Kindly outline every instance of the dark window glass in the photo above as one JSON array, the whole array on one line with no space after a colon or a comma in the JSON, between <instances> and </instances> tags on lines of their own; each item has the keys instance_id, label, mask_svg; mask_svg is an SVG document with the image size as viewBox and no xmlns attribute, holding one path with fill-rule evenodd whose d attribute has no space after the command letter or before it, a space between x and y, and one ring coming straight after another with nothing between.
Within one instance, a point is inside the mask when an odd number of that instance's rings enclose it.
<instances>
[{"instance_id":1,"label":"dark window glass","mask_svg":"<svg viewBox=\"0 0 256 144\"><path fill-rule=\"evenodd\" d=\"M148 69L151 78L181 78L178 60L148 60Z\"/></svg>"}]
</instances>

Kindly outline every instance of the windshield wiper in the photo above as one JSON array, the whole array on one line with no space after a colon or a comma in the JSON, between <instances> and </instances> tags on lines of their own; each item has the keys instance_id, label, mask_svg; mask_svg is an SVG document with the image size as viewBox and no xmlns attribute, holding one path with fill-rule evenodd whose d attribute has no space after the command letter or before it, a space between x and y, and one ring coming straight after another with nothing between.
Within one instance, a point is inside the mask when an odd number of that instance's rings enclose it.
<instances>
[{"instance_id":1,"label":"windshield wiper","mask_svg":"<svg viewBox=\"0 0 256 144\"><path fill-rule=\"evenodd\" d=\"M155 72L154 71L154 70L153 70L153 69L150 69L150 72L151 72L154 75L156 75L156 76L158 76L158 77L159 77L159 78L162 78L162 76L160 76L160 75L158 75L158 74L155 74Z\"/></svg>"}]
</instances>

^^^^^^^^

▸ TASK DIRECTIONS:
Lay out every line of the material above as a JSON list of strings, one string per line, leaving out blank lines.

▸ EXERCISE RESULT:
[
  "Kindly outline every instance of the dark window glass in the photo above as one JSON array, the whole array on one line with no space after a colon or a comma in the JSON, between <instances> and </instances> tags on lines of their own; each item has the keys instance_id, label, mask_svg; mask_svg is an SVG document with the image size as viewBox and no xmlns attribute, holding one path with fill-rule evenodd whose d attribute has no space after the command letter or before it, a space between x and y, and one ring coming straight after another with nothing between.",
  "Within one instance, a point is inside the mask when an odd number of that instance's rings enclose it.",
  "<instances>",
  "[{\"instance_id\":1,\"label\":\"dark window glass\",\"mask_svg\":\"<svg viewBox=\\\"0 0 256 144\\\"><path fill-rule=\\\"evenodd\\\" d=\\\"M148 69L151 78L181 78L178 60L148 60Z\\\"/></svg>\"}]",
  "</instances>",
  "Kindly outline every instance of the windshield wiper in the photo above as one JSON array, the whole array on one line with no space after a colon or a comma in the JSON, between <instances> and </instances> tags on lines of their own; each item has the keys instance_id, label, mask_svg; mask_svg is an SVG document with the image size as viewBox and no xmlns attribute, holding one path with fill-rule evenodd whose d attribute has no space after the command letter or before it, a space between x and y, and one ring coming straight after another with nothing between.",
  "Within one instance, a point is inside the mask when an odd number of that instance's rings enclose it.",
  "<instances>",
  "[{\"instance_id\":1,\"label\":\"windshield wiper\",\"mask_svg\":\"<svg viewBox=\\\"0 0 256 144\\\"><path fill-rule=\\\"evenodd\\\" d=\\\"M155 72L154 71L154 70L153 70L153 69L150 69L150 72L151 72L154 75L156 75L156 76L158 76L158 77L159 77L159 78L162 78L162 76L160 76L160 75L158 75L158 74L155 74Z\\\"/></svg>\"}]",
  "</instances>"
]